§ **Énoncé de l'exercice**
D'après le texte sur le référendum et la démocratie, quel est paradoxalement le moment le moins démocratique dans une démocratie ?

Laissons de côté les cas où le pouvoir en place ignore purement et simplement le résultat d’un référendum comme en 2005, non pas que ce sujet ne soit pas important mais il me semble être le révélateur de problèmes conjoncturels dans la relation entre le référendum et la démocratie. Il me parait plus intéressant de s’interroger sur les problèmes structurels que posent les référendums vis-à-vis de la démocratie. On nous explique que ceux-ci en sont l’une des émanations les plus pures en cela qu’ils permettent l’expression du peuple mais qu’en est-il vraiment ? Je suis effectivement de ceux qui considèrent que dans une démocratie les élections sont paradoxalement le moment le moins démocratique en cela que la discussion, le débat, l’éducation populaire en somme laisse la place au choix de telle ou telle option si bien que 50%+1 voix des électeurs peuvent alors imposer leurs vues aux 50% – 1 voix en désaccord. Il ne me semble pas que le référendum soit garant d’une démocratie respectée contrairement aux assemblées populaires et autres délibérations communes. Croire que le RIC résoudra comme par magie le problème démocratique c’est demeurer dans le cadre actuel (bien que rénové) d’une démocratie discontinue.

§ **Lignes fournies**
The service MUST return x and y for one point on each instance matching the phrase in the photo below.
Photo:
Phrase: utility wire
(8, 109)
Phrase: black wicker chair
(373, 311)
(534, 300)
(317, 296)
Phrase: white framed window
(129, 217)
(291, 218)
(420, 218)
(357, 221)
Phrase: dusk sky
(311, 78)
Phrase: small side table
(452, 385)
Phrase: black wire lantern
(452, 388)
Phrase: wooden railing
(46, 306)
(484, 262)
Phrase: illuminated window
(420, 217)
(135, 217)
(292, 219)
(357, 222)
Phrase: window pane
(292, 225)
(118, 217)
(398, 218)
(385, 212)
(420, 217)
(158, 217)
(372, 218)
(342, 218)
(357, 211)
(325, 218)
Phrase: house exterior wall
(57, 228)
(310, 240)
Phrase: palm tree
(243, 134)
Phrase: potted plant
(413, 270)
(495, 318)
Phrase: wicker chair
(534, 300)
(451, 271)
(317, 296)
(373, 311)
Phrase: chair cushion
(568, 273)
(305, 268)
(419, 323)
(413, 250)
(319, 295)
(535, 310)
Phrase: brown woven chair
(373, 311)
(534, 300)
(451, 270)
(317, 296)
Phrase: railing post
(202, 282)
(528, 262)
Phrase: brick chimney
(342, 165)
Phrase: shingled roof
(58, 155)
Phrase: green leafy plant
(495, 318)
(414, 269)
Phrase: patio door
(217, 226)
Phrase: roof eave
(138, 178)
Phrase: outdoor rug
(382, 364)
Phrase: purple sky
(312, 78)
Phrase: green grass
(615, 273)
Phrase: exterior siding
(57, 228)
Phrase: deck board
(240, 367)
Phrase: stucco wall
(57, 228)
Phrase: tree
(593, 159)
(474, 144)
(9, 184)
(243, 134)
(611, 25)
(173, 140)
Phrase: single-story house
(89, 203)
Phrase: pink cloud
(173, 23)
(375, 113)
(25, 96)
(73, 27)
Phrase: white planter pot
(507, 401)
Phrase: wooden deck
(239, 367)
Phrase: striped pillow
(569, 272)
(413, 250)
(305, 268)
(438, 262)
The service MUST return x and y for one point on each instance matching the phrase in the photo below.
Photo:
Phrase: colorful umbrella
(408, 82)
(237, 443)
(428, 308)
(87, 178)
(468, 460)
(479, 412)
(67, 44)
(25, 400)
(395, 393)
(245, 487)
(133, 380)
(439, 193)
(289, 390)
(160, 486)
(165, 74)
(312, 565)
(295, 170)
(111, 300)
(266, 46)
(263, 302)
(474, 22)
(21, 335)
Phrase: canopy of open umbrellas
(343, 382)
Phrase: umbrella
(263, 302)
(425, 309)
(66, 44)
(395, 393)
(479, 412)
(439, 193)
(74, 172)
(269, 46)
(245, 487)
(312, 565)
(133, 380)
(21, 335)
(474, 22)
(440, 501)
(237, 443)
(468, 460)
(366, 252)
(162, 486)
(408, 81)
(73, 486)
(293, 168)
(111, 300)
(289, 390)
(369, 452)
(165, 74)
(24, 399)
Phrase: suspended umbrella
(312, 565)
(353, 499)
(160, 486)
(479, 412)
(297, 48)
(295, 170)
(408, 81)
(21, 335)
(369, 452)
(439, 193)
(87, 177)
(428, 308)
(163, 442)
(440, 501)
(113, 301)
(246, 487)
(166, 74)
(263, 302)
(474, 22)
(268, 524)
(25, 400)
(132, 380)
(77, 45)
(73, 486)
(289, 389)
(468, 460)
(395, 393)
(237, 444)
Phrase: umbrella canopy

§ **Réponse attendue**
Les élections.